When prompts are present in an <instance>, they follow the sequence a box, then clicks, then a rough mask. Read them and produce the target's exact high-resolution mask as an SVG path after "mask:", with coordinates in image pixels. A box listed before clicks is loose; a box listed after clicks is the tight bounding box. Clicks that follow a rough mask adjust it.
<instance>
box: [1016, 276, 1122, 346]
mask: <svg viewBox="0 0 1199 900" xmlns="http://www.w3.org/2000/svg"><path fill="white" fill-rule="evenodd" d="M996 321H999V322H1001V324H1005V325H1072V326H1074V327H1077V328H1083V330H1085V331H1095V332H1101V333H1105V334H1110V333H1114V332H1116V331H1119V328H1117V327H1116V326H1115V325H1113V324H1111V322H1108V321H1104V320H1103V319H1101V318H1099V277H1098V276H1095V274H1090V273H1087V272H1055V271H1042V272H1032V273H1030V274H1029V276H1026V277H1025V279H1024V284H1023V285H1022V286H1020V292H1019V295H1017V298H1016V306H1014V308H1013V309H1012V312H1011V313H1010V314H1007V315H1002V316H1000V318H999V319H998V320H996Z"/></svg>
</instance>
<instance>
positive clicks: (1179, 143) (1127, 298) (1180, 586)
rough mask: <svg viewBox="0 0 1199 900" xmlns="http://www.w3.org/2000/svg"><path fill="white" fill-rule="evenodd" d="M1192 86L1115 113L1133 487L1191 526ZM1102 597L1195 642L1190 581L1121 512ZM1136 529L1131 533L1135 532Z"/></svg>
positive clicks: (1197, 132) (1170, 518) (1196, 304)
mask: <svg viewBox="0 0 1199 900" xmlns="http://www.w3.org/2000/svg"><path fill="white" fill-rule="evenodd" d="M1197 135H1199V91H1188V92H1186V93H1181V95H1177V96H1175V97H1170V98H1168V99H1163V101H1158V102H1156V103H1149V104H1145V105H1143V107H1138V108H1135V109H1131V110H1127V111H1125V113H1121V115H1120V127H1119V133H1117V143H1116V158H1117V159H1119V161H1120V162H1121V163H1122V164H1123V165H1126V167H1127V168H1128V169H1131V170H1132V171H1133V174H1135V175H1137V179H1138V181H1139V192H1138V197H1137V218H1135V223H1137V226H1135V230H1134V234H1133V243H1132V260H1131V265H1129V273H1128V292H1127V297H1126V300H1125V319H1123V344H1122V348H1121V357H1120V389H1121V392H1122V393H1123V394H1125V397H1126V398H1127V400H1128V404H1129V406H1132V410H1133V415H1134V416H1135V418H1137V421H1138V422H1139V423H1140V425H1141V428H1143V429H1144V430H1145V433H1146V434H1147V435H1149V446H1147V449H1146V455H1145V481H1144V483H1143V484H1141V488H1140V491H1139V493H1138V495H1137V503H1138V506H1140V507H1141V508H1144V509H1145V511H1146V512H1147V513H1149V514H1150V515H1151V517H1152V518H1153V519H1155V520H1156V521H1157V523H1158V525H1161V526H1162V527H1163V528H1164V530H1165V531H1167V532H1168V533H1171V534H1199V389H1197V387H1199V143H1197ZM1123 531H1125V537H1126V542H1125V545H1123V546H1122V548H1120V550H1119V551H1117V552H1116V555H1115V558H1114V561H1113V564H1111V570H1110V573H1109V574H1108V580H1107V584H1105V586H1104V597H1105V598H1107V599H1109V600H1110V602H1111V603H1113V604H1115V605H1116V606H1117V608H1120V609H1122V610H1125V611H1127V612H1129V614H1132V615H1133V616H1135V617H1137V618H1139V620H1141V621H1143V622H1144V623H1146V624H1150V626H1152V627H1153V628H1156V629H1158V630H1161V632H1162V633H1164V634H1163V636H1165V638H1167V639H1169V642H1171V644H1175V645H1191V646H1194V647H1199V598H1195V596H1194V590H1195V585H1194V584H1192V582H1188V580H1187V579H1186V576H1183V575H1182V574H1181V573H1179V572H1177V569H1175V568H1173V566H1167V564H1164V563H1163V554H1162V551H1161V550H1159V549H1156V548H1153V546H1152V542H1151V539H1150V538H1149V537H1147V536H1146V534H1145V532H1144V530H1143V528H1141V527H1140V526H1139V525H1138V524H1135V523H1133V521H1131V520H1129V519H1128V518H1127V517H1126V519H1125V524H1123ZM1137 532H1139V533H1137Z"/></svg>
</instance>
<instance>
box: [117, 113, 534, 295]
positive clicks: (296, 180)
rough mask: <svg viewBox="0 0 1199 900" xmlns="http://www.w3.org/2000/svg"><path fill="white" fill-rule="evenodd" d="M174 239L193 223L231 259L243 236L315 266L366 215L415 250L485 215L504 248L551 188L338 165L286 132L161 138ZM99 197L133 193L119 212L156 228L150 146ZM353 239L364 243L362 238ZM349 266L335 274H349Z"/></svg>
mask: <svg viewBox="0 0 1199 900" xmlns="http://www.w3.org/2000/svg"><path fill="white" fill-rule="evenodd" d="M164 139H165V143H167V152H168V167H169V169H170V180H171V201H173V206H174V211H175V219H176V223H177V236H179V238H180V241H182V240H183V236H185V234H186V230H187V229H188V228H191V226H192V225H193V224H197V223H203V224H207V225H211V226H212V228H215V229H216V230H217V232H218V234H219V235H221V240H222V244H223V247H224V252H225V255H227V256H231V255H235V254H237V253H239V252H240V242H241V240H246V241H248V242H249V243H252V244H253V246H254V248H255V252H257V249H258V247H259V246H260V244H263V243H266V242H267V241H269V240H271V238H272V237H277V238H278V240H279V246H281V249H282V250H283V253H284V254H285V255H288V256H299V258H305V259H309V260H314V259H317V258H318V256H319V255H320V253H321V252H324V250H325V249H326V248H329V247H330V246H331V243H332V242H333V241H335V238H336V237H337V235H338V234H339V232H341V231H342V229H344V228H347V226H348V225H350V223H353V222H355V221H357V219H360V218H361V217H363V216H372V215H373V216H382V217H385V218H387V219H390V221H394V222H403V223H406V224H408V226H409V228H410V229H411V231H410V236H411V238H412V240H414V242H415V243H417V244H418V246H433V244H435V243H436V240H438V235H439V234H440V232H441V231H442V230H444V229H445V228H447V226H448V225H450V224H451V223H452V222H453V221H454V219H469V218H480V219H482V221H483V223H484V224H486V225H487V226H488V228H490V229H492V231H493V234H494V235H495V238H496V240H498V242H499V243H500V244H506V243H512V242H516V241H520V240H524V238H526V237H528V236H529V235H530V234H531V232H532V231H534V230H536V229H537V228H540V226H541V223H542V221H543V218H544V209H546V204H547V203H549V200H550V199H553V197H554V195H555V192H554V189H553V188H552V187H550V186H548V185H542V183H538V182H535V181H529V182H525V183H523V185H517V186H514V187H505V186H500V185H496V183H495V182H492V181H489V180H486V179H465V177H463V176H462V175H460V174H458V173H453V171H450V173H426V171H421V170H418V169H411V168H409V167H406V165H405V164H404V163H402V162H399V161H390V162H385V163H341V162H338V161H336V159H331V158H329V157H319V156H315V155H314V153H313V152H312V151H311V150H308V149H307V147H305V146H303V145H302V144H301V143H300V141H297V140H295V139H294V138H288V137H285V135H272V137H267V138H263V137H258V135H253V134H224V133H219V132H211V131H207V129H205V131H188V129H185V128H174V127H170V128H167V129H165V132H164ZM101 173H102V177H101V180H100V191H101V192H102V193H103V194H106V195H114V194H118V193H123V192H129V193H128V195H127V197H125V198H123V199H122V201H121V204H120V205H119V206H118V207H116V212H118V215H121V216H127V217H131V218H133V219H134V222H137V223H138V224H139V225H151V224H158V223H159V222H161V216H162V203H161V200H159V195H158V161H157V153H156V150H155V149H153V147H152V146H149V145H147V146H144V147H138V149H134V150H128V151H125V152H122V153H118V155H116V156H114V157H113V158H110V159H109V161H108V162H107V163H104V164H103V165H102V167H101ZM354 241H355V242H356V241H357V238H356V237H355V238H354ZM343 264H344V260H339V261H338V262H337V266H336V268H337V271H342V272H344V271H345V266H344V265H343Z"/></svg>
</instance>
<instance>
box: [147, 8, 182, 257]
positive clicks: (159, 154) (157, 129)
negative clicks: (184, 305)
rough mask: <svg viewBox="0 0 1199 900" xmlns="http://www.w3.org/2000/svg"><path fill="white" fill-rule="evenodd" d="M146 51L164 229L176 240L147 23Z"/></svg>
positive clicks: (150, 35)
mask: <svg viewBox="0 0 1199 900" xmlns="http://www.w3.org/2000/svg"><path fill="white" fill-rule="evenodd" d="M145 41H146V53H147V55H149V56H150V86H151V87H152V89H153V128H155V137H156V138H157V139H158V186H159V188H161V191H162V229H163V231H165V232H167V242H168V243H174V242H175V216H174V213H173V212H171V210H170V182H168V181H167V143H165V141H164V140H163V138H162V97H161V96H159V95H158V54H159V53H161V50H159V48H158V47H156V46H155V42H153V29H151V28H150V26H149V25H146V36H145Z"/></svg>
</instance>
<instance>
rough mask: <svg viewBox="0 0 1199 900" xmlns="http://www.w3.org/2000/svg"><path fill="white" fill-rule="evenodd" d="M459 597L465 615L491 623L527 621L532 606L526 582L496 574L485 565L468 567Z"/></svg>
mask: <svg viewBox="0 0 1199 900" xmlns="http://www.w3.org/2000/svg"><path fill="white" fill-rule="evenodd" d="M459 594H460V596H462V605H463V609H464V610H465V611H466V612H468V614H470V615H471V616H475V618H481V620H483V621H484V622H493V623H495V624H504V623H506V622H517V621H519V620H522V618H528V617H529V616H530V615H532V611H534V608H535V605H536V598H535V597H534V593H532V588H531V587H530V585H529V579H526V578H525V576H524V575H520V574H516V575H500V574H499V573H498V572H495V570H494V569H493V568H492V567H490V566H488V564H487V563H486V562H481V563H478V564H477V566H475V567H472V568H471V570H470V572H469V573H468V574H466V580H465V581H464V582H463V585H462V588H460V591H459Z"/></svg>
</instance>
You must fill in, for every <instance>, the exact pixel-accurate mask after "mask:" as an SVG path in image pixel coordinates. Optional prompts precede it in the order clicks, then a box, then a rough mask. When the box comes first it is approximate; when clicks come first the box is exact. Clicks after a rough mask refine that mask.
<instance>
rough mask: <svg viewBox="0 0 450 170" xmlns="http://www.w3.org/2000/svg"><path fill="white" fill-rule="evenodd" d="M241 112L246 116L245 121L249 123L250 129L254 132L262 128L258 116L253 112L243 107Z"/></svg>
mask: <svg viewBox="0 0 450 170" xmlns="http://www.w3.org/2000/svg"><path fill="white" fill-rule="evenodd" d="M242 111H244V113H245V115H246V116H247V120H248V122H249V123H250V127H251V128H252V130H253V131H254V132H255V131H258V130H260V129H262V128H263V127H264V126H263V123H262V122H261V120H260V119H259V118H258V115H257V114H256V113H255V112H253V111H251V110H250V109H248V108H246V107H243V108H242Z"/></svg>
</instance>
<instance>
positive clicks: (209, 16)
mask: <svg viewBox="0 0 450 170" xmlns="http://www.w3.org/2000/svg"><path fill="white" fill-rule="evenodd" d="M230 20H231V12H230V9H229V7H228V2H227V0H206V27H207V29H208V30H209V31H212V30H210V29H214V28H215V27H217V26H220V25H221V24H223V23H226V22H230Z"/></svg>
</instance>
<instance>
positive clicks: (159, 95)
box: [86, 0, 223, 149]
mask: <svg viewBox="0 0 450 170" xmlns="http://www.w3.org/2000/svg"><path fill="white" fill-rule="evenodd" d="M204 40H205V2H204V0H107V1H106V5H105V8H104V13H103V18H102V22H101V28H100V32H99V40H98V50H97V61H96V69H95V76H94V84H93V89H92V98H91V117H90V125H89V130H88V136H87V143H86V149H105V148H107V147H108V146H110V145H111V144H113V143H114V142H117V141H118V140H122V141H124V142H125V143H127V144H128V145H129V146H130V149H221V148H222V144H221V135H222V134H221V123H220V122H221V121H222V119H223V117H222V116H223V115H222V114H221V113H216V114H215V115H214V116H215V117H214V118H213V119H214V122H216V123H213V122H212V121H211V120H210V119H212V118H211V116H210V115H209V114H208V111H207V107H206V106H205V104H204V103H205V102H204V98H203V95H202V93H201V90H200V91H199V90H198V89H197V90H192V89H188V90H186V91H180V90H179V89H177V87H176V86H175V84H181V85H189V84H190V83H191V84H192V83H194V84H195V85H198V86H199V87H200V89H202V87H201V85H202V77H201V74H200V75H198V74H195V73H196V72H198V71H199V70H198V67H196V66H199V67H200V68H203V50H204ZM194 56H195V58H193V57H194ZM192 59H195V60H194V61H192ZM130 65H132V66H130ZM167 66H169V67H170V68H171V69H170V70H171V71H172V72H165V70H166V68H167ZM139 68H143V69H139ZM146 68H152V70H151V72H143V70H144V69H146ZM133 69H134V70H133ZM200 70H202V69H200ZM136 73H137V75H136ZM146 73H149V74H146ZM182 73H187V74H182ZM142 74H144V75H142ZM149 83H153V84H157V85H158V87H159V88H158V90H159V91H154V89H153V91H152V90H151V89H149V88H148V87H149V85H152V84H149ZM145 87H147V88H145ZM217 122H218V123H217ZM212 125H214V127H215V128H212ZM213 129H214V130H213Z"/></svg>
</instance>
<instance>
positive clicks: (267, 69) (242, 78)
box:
..........
● WHAT YOU HAVE TO DO:
From the records above, keep only the lines containing the string "that", and copy each of them in full.

● SOLVED PROBLEM:
When prompts are present in an <instance>, they follow the sequence a box, then clicks, then a rough mask. Read them and produce the target's exact high-resolution mask as an SVG path after "mask:", with coordinates in image pixels. A box listed before clicks is loose; a box listed after clicks is the tight bounding box. Clicks that follow a rough mask adjust it.
You must fill in, for every <instance>, the exact pixel-accurate mask after "mask:" as an SVG path in image pixel coordinates. Optional prompts precede it in the order clicks, then a box, then a rough mask. When the box comes first it is approximate; when clicks come first the box is exact. Clicks after a rough mask refine that mask.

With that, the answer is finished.